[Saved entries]
◇ ◇ ◇ ◇ ◇ ◇ ◇

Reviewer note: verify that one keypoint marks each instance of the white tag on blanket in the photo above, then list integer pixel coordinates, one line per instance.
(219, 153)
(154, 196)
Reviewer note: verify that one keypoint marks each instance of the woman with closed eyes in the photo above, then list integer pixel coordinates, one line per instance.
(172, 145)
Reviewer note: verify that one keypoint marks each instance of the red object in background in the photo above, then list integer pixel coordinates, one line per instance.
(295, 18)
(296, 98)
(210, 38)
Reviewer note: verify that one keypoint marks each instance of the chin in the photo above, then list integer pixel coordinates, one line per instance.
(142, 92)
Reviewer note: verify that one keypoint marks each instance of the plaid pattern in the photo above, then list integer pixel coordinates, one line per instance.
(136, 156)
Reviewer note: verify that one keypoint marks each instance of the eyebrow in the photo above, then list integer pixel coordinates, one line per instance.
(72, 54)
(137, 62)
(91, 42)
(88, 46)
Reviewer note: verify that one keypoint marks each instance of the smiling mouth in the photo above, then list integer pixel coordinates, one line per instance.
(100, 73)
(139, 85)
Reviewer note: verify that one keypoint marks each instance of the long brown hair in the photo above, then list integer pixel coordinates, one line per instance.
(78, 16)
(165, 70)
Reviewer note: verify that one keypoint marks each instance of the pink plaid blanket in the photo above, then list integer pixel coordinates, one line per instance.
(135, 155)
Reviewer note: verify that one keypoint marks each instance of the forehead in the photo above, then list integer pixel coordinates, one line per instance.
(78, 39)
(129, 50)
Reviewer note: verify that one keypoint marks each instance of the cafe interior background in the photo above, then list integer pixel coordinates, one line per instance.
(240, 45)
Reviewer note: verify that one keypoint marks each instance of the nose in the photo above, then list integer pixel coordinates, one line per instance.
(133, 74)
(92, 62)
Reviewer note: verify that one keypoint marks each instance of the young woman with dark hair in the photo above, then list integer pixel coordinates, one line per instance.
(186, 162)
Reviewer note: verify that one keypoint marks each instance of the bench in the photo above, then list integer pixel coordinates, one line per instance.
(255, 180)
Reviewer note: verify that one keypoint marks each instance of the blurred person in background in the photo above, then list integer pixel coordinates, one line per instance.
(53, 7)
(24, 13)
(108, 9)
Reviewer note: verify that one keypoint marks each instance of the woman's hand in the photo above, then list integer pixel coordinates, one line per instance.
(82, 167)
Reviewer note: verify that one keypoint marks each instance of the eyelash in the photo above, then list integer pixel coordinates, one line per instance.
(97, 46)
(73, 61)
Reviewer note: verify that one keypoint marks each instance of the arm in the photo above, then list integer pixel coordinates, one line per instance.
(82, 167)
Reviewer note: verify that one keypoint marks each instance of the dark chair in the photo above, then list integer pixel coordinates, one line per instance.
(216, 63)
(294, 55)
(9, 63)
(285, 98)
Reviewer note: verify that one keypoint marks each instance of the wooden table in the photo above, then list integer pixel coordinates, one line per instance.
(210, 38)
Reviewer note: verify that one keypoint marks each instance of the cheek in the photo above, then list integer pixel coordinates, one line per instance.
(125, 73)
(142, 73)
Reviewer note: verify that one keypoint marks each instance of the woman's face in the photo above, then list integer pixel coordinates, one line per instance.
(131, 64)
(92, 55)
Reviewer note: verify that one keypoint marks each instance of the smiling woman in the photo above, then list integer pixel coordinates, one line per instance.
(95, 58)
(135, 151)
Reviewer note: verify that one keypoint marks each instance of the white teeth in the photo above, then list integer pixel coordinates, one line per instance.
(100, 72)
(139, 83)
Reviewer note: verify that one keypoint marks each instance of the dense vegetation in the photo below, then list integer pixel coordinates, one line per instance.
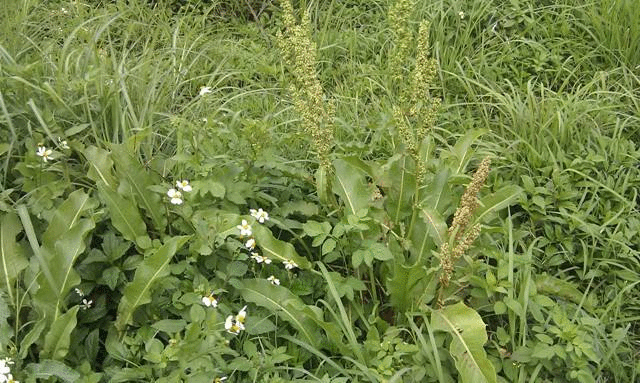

◇ ◇ ◇ ◇ ◇ ◇ ◇

**About this exercise:** Excluding all pictures, output exactly the lines from the line containing "of the dark" through the last line of the entries above.

**Exercise result:**
Reviewer note: verify that one keypoint marks each instance of the dark chair in the photo above, then list integer pixel coordinates, one line per instance.
(216, 63)
(294, 55)
(9, 63)
(285, 98)
Reviewer note: verify that one keypoint marks each instance of the wooden table in the photo above, then list integer pixel coordinates, one line per instance.
(210, 38)
Reviewer note: verify that one keypoint marks each instance of the cheek in the photo above, then list integer pixel coordinates, one line per instance.
(125, 73)
(142, 73)
Reviewer note: verify that one keypoint marks each instance of the woman's face in the photo above, then list integer pixel coordinates, one line per instance.
(131, 64)
(92, 55)
Reviewer note: verify that one keypoint marks each instance of the smiling woman in the photo above, then list integer pixel coordinates, one line per instance.
(95, 58)
(135, 151)
Reviewer note: verify that one keypoint marks each instance of the white teeth in the photo above, then list integer pixel coordinates, one line per instance.
(100, 72)
(139, 83)
Reviewer note: verify that one keypoint marks each instance of the dense vegetation in the photo below, then list integer pixel coordinates, one line per instance.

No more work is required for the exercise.